### Entries
-- -- --

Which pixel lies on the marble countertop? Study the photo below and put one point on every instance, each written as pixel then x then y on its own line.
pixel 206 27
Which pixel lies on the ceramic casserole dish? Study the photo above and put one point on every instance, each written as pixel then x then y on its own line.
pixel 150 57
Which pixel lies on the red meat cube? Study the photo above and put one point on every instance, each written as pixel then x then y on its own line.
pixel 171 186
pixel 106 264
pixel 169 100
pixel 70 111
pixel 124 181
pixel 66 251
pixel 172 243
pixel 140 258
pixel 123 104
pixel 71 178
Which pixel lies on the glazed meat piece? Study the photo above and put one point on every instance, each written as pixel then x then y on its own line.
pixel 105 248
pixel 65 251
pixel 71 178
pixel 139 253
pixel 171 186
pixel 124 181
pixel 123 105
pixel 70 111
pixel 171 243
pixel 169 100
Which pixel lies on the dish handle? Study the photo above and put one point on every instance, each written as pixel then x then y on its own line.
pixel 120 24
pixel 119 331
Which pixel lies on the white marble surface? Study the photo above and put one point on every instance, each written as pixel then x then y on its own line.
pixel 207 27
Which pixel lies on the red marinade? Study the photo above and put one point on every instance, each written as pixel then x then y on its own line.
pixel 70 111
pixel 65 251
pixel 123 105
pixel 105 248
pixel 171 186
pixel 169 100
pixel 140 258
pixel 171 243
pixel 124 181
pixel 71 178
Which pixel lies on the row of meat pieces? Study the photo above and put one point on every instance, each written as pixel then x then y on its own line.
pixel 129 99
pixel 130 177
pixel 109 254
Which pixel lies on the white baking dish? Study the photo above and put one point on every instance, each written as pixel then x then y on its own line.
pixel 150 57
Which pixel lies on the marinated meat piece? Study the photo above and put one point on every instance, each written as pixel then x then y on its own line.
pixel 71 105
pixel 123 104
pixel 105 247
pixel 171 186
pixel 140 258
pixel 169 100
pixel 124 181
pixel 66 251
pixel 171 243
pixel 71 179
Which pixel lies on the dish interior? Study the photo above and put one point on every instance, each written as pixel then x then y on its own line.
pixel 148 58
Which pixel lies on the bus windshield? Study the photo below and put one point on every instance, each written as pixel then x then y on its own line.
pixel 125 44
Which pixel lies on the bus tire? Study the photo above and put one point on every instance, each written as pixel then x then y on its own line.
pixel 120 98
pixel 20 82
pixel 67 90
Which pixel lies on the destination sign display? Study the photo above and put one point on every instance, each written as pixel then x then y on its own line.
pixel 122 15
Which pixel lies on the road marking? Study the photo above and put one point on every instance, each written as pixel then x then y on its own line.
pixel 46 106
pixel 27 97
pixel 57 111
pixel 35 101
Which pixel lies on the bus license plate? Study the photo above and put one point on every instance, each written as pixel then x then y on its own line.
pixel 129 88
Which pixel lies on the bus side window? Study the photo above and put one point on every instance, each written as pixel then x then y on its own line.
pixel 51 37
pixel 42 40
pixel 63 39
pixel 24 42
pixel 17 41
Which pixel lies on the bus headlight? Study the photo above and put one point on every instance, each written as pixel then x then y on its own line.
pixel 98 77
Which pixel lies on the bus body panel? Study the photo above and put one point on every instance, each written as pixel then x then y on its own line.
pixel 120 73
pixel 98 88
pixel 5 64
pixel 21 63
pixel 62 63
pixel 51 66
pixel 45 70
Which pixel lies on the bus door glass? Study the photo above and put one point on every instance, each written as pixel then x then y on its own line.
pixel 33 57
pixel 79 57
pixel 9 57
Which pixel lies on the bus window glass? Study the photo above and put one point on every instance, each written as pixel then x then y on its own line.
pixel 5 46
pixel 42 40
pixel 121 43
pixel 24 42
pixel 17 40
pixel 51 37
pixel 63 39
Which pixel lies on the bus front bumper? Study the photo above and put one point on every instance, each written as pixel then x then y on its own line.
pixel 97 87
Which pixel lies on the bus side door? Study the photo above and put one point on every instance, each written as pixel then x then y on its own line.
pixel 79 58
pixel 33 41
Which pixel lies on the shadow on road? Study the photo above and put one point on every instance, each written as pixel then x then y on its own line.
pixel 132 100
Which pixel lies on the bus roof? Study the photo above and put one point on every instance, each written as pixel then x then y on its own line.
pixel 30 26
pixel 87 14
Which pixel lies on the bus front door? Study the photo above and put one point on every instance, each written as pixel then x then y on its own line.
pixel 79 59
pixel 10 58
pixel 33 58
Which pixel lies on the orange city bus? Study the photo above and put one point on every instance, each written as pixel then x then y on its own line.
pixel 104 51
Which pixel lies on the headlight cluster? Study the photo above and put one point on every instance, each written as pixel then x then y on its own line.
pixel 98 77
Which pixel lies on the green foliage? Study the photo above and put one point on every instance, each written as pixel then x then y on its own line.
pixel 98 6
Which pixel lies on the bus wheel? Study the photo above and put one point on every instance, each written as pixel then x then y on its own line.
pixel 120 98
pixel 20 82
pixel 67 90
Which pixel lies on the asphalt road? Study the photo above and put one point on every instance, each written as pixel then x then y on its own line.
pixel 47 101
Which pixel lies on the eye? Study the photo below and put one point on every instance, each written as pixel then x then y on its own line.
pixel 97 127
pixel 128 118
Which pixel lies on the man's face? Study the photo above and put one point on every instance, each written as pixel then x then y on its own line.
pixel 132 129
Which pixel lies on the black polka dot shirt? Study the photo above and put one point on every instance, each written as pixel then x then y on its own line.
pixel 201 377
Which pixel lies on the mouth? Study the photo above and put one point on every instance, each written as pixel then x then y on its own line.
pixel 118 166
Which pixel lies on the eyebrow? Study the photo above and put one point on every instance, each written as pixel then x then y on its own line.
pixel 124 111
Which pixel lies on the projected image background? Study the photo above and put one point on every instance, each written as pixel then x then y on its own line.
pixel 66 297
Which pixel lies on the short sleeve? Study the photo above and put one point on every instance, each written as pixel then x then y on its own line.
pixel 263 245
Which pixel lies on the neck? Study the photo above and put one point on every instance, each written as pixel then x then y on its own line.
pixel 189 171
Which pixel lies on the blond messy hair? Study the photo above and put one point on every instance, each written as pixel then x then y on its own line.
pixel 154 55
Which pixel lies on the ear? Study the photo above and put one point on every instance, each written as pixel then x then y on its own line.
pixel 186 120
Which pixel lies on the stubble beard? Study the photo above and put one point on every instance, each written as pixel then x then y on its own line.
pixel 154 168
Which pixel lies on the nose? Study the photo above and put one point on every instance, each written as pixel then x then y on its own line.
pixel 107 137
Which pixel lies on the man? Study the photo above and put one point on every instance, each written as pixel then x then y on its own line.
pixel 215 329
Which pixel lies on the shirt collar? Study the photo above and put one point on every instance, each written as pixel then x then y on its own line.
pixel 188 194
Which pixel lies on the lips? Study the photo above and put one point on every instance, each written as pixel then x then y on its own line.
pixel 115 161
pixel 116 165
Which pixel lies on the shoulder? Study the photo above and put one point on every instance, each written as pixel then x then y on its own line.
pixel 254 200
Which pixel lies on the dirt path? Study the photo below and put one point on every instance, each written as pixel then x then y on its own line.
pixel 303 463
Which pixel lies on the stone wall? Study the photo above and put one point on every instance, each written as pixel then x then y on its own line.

-- -- --

### Written instruction
Rewrite the listing above in full, switching "every instance" to "each instance" everywhere it occurs and leaving every other word unchanged.

### Result of the exercise
Which pixel lies on the marble countertop? Study the photo below and put one point on each instance, each written as pixel then x then y on its own line.
pixel 206 27
Which pixel lies on the ceramic casserole dish? Study the photo above and put one point on each instance, each written as pixel then x then y on its own line.
pixel 150 57
Which pixel lies on the red meat cube? Study the photo above and put one point on each instance, each written as pixel then x then y on its own line.
pixel 171 186
pixel 106 264
pixel 169 100
pixel 70 111
pixel 124 181
pixel 66 251
pixel 172 243
pixel 140 258
pixel 123 104
pixel 71 178
Which pixel lies on the glazed meat piece? Study the photo above and put one point on each instance, each written as pixel then x then y on its own line.
pixel 105 248
pixel 65 251
pixel 71 178
pixel 139 253
pixel 171 186
pixel 124 181
pixel 123 105
pixel 70 111
pixel 171 243
pixel 169 100
Which pixel lies on the dish handle? Study the photo above and put one point on each instance, each written as pixel then x then y on its own line.
pixel 120 24
pixel 119 331
Which pixel lies on the white marble surface? Study the photo above and put one point on each instance, each written as pixel then x then y on its own line.
pixel 207 27
Which pixel lies on the red marinade? Study the photo above and put one point on each instance, each written as pixel then x then y on its own line.
pixel 70 111
pixel 65 251
pixel 123 105
pixel 105 248
pixel 171 186
pixel 169 100
pixel 140 258
pixel 171 243
pixel 124 181
pixel 71 178
Which pixel lies on the row of meat pieces? Study the photo above and put one point on each instance, each written as pixel then x then y on its own line.
pixel 129 99
pixel 130 177
pixel 109 254
Which pixel lies on the white baking dish? Study the photo above and put one point on each instance, each written as pixel then x then y on its own line.
pixel 150 57
Which pixel lies on the marinated meat piece? Study the photo above and put one point on each instance, each written as pixel then x then y on its own line.
pixel 71 105
pixel 123 104
pixel 105 247
pixel 171 186
pixel 140 258
pixel 169 100
pixel 124 181
pixel 66 251
pixel 171 243
pixel 71 179
Which pixel lies on the dish interior? Study the photo above and put one point on each instance, each written as pixel then x then y on its own line.
pixel 148 58
Which pixel lies on the bus windshield? Study the photo below and put one point on each instance, each written as pixel then x then y on its own line.
pixel 125 44
Which pixel lies on the bus tire? Study the photo above and put one point on each instance, each written as pixel then x then y on its own line.
pixel 120 98
pixel 20 82
pixel 67 90
Which pixel lies on the destination sign display? Study the photo above and put one point on each instance, each written as pixel then x then y on its own line.
pixel 122 15
Which pixel lies on the road marking? Study the photo above and put one point on each instance, each written as pixel then x then y on its own line.
pixel 46 106
pixel 27 97
pixel 57 111
pixel 35 101
Which pixel lies on the bus license plate? Study the photo above and put one point on each instance, each written as pixel then x then y on its own line.
pixel 129 88
Which pixel lies on the bus side window? Study the photo above and put one point on each instance, each written as pixel then x then y on its own line.
pixel 51 37
pixel 42 40
pixel 63 39
pixel 24 42
pixel 17 41
Which pixel lies on the bus headlight? Study the photo above and put one point on each instance, each written as pixel then x then y on its own line.
pixel 98 77
Which pixel lies on the bus body panel? Study the photo above and put one point on each instance, each written as pixel then x then y on its own line.
pixel 120 73
pixel 98 88
pixel 5 64
pixel 21 63
pixel 62 63
pixel 51 66
pixel 45 70
Which pixel lies on the bus door glass? Study the photo above and put one point on each instance, each written as pixel then x then y on its own line.
pixel 33 57
pixel 79 57
pixel 9 57
Which pixel lies on the bus window glass? Study the photo above and put one point on each instance, each written as pixel then x then y on its own line.
pixel 5 46
pixel 42 40
pixel 121 43
pixel 24 42
pixel 17 40
pixel 51 37
pixel 63 39
Which pixel lies on the bus front bumper? Study the photo above and put one point on each instance, each written as pixel then x then y on its own line.
pixel 97 87
Which pixel lies on the bus side door? Study the photo above and put one point on each instance, each written as pixel then x then y on its own line.
pixel 79 58
pixel 33 41
Which pixel lies on the shadow on road? Study the photo above and put one point on each instance, each written as pixel then x then y on its own line.
pixel 132 100
Which pixel lies on the bus roof? Study the photo above and put one point on each instance, each written as pixel then x then y on its own line.
pixel 30 26
pixel 87 14
Which pixel lies on the bus front door? Study the photo above and put one point on each instance, each written as pixel then x then y on its own line.
pixel 79 59
pixel 10 58
pixel 33 58
Which pixel lies on the orange city bus? Study the photo above and put one point on each instance, each written as pixel then x then y on its own line.
pixel 104 51
Which pixel lies on the headlight cluster? Study the photo above and put one point on each instance, each written as pixel then x then y on its own line.
pixel 98 77
Which pixel lies on the green foliage? Study the photo above and put one point on each instance, each written as pixel then x then y on its own line.
pixel 98 6
Which pixel lies on the bus wheel? Study the photo above and put one point on each instance, each written as pixel then x then y on its own line.
pixel 120 98
pixel 20 82
pixel 67 90
Which pixel lies on the asphalt road? Study the photo above and put one point on each instance, each written as pixel then x then y on its own line.
pixel 47 101
Which pixel lies on the eye? Study the photo below and put one point on each instance, each written as pixel then x then y on its own line.
pixel 97 127
pixel 128 118
Which pixel lies on the man's face? Study the photo above and put one point on each instance, each written as pixel then x then y on its own line.
pixel 132 129
Which pixel lies on the black polka dot shirt? Study the photo above and put one point on each instance, each written as pixel then x then y on its own line.
pixel 201 377
Which pixel lies on the mouth? Study the photo above and put one point on each instance, each written as pixel then x then y on its own line.
pixel 118 166
Which pixel lies on the eyebrow? Study the photo above and put one point on each instance, each written as pixel then x then y on its own line.
pixel 124 111
Which pixel lies on the projected image background? Study the photo above and put one point on each instance, each written as pixel then x then y on its own line.
pixel 66 297
Which pixel lies on the short sleeve? Study the photo above and put one point on each instance, each written as pixel then x then y on its own line.
pixel 263 245
Which pixel lies on the neck? Study the photo above and put one point on each instance, each written as pixel then x then y on its own line.
pixel 189 171
Which pixel lies on the blond messy hair? Study the photo above and put one point on each instance, each written as pixel then x then y on its own line.
pixel 154 55
Which pixel lies on the ear? Study the photo above and put one point on each instance, each written as pixel then x then y on its own line.
pixel 186 120
Which pixel lies on the stubble beard? Study the photo above and put one point on each instance, each written as pixel then x then y on its own line.
pixel 154 168
Which pixel lies on the nose? Study the photo above and put one point on each instance, each written as pixel then x then y on its own line.
pixel 107 137
Which pixel lies on the man? Study the photo above and put one point on each instance, each written as pixel then x then y on its own line.
pixel 215 329
Which pixel lies on the shirt collar? Study the photo above and put one point on each instance, each written as pixel then x then y on its own line.
pixel 188 194
Which pixel lies on the lips? Study the photo above and put one point on each instance, each written as pixel then x then y on its own line.
pixel 115 161
pixel 116 165
Which pixel lies on the shoulder? Study the photo above and put one point on each instance, each written as pixel then x then y on its own line.
pixel 254 200
Which pixel lies on the dirt path? Study the photo below and put one point on each instance, each written as pixel then x then y on its own line.
pixel 303 463
Which pixel lies on the stone wall? Study the photo above and put one point on each instance, each written as pixel then x then y on its own line.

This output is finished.